#### [Entries from a dataset]
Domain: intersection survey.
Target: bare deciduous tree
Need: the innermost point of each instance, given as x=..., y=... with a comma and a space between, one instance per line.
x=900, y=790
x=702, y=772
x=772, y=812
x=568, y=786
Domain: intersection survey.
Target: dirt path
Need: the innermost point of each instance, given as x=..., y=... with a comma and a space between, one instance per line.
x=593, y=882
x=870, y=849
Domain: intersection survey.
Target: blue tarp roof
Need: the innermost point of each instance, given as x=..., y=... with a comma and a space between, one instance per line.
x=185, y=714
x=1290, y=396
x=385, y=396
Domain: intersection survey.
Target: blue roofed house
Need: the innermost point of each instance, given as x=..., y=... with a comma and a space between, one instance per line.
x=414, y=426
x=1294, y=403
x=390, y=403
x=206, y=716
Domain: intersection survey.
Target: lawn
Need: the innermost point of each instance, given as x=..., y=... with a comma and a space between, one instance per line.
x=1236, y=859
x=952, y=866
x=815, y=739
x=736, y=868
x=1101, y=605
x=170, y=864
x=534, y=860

--

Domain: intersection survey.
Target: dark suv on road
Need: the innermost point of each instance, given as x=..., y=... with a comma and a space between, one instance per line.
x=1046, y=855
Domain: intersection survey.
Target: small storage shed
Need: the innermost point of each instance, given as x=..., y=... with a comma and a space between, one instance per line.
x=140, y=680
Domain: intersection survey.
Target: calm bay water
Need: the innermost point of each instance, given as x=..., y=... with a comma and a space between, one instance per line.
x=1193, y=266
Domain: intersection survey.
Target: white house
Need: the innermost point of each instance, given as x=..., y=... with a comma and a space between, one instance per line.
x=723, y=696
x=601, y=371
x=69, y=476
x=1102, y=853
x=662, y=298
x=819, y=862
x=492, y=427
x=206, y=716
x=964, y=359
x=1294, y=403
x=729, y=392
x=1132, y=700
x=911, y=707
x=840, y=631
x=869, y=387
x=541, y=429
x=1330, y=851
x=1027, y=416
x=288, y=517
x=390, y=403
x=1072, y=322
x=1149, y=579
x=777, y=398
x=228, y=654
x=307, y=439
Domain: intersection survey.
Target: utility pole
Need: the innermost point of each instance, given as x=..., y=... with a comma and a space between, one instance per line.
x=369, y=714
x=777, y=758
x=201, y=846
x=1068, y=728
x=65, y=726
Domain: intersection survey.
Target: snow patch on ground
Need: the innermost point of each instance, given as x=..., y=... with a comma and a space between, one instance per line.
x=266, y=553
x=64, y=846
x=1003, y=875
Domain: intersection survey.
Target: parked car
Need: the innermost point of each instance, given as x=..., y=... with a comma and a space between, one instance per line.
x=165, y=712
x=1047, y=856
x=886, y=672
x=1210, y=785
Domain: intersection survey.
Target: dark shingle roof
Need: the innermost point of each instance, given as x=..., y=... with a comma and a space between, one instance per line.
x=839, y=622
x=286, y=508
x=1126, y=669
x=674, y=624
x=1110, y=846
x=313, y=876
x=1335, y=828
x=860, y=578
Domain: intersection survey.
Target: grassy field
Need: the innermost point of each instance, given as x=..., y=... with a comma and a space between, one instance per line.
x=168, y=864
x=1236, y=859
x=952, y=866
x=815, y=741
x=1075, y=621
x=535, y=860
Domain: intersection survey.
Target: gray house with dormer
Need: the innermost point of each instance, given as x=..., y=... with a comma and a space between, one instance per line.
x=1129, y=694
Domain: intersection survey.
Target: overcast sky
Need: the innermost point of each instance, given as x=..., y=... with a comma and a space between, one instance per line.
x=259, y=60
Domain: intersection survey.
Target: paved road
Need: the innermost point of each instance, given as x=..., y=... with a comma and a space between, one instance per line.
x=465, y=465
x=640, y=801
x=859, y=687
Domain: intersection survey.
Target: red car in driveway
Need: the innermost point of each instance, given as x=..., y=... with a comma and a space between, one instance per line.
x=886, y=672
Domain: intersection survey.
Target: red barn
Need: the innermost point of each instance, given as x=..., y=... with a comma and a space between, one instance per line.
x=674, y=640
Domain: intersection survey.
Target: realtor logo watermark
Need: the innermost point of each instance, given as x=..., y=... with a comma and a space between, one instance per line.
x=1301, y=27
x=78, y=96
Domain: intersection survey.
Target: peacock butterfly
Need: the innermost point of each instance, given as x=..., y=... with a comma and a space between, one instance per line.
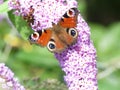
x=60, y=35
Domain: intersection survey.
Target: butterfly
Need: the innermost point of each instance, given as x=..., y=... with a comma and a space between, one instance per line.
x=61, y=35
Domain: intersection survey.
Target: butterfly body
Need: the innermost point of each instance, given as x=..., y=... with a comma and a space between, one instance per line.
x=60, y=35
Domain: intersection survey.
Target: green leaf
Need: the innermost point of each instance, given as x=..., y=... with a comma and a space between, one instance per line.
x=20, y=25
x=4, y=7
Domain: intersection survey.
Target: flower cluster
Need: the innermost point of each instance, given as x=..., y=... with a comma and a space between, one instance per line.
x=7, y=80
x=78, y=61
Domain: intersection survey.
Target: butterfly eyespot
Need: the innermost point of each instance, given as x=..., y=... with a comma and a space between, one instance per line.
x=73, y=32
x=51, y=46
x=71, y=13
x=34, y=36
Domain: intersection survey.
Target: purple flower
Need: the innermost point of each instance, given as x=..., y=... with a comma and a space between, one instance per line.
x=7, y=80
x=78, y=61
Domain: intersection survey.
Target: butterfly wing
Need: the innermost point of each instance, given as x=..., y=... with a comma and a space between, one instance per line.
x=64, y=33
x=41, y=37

#### [TASK INSTRUCTIONS]
Pick out every line in the rows above that contains the word "flower", and copy each one in full. Treat case as significant.

#### [WRITTEN ANSWER]
Target: flower cluster
Target: purple flower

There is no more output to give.